Tip#2. Buy Gear That Is Not Made From Virgin Plastic.  

Fourth Element, Ruby Moon, and GRN Sportswear all make performance wear from up-cycled fishing gear, and Riz Boardshorts are made from up cycled plastic bottles.  Yes I admit that these products do not solve the microfibre problem but they do reduce the use of virgin materials and highlight the possibilities if we embrace a more circular solution. 

For washing these products you can use a Guppy Friend Bag or a Cora Ball to reduce the release of microfibres into our waters.  Planet Care have however produced a filter that you can attach to your washing machine that is far more effective.  If you have a tumble drier at home another top tip is to keep the fluff, soak it in a little oil and use as fire lighters.

If you are a kayaker, check out the awesome up cycled marine plastic kayaks made by Palm Equipment and Odyssey Innovation.  I paddled one on Paddle Cleanup and it was great!

Tip#3 Buy/Sell Secondhand or Borrow / Share

How often have you had a whim to take up ‘X’ activity, bought all the kit and hardly used it only for it to sit around in cupboards.  With the digital age now there is no excuse not to put this stuff back into the secondhand market or to use this resource to grab yourself a bargain. Search on gumtree, eBay and Freegle for second hand gear where possible.  If your trip is short and a one off then try forums like Yes Tribe and Adventure Queens to see if there is someone local to you that you can borrow gear from.  

Tip#4 Cut Single Use Plastic Out Of Your Wash Kit 

This is becoming easier and easier as more products come onto the market.  You can see my wash kit for Paddle Cleanup below and that of my fellow team mate and Plastic Free Ovingdean champion Jessie.  We chose different options for our wash kits so there is a fine example of the variety out there now.  

A quick list of tips are below, I haven’t listed brands as there are a lot of options out there at the moment and I haven’t tried them all yet:

  1. Metal or Metal and bamboo safety razor
  2. Moon cup or similar for the ladies (these take a bit of getting used to but once you do, you never look back. Also think of all the money you will save!)

* * * * * * * * *

## WHAT TO WORK ON
Please copy the sustainable gear tips above word for word, in full.

## ITEMS
* * * * * * * * *

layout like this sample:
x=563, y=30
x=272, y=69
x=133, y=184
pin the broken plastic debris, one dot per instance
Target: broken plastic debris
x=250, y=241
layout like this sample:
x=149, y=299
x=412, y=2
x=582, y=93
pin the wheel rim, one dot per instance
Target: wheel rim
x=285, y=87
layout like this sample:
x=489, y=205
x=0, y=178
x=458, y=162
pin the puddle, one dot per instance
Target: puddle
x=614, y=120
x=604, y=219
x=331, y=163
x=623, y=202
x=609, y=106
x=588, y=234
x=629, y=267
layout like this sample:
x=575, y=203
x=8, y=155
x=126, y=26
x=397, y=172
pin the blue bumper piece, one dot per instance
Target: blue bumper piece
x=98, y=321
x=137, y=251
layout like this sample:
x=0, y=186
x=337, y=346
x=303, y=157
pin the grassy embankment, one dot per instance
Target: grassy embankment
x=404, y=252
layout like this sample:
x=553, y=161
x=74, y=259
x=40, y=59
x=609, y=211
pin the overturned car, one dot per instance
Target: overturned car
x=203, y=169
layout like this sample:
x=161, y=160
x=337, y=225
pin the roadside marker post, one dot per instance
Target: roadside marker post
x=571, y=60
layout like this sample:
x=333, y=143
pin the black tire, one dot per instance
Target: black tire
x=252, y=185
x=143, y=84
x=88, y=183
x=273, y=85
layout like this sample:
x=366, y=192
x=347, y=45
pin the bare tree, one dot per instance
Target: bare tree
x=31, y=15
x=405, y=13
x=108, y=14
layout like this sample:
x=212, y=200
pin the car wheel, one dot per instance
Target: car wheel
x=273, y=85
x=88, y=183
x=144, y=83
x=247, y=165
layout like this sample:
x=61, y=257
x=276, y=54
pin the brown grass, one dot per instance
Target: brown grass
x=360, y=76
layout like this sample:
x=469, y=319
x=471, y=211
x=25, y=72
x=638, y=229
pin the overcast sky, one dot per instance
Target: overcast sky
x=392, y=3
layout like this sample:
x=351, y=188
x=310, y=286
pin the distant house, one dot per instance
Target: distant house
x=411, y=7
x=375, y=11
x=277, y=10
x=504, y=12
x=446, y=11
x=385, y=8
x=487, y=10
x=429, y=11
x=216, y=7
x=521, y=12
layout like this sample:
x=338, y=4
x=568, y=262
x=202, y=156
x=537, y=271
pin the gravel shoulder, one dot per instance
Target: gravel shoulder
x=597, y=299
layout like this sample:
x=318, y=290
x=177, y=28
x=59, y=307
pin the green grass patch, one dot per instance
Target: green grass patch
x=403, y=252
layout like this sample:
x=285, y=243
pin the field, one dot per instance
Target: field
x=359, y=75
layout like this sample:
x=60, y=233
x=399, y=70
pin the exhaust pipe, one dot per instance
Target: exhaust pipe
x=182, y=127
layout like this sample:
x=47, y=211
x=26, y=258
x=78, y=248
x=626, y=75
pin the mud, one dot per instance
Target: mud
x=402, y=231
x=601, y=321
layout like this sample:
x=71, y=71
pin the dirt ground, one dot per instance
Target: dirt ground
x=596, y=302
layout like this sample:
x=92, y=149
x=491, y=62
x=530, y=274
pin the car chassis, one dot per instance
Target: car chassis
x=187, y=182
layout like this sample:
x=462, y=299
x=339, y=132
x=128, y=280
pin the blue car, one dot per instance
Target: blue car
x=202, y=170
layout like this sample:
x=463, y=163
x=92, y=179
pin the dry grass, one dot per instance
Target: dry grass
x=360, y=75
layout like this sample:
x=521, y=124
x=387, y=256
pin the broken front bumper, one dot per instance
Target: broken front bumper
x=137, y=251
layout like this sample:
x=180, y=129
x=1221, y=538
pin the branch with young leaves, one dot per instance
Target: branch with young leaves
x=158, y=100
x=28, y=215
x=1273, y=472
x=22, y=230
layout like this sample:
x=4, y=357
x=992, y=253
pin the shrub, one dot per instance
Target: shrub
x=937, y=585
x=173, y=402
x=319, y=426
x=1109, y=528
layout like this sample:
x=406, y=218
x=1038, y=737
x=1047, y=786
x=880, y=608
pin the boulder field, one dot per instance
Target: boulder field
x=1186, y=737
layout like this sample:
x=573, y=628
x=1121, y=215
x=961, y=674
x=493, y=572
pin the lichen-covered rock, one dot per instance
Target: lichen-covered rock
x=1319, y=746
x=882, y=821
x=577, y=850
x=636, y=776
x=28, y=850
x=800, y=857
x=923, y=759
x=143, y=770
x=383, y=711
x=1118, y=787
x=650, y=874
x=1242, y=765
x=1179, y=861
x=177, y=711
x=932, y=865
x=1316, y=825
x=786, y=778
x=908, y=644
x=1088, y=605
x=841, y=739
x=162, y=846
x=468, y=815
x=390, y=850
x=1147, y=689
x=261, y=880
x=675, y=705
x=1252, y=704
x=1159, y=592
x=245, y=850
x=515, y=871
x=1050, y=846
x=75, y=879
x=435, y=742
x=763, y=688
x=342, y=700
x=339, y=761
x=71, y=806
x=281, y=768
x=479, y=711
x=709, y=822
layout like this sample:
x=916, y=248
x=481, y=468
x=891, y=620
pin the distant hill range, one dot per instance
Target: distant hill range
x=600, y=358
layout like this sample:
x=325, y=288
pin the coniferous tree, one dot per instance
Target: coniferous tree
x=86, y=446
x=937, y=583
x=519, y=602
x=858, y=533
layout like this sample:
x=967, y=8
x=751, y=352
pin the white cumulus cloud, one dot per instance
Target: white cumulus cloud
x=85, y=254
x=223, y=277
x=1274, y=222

* * * * * * * * *

## RESULT
Tip#2. Buy Gear That Is Not Made From Virgin Plastic.  

Fourth Element, Ruby Moon, and GRN Sportswear all make performance wear from up-cycled fishing gear, and Riz Boardshorts are made from up cycled plastic bottles.  Yes I admit that these products do not solve the microfibre problem but they do reduce the use of virgin materials and highlight the possibilities if we embrace a more circular solution. 

For washing these products you can use a Guppy Friend Bag or a Cora Ball to reduce the release of microfibres into our waters.  Planet Care have however produced a filter that you can attach to your washing machine that is far more effective.  If you have a tumble drier at home another top tip is to keep the fluff, soak it in a little oil and use as fire lighters.

If you are a kayaker, check out the awesome up cycled marine plastic kayaks made by Palm Equipment and Odyssey Innovation.  I paddled one on Paddle Cleanup and it was great!

Tip#3 Buy/Sell Secondhand or Borrow / Share

How often have you had a whim to take up ‘X’ activity, bought all the kit and hardly used it only for it to sit around in cupboards.  With the digital age now there is no excuse not to put this stuff back into the secondhand market or to use this resource to grab yourself a bargain. Search on gumtree, eBay and Freegle for second hand gear where possible.  If your trip is short and a one off then try forums like Yes Tribe and Adventure Queens to see if there is someone local to you that you can borrow gear from.  

Tip#4 Cut Single Use Plastic Out Of Your Wash Kit 

This is becoming easier and easier as more products come onto the market.  You can see my wash kit for Paddle Cleanup below and that of my fellow team mate and Plastic Free Ovingdean champion Jessie.  We chose different options for our wash kits so there is a fine example of the variety out there now.  

A quick list of tips are below, I haven’t listed brands as there are a lot of options out there at the moment and I haven’t tried them all yet:

  1. Metal or Metal and bamboo safety razor
  2. Moon cup or similar for the ladies (these take a bit of getting used to but once you do, you never look back. Also think of all the money you will save!)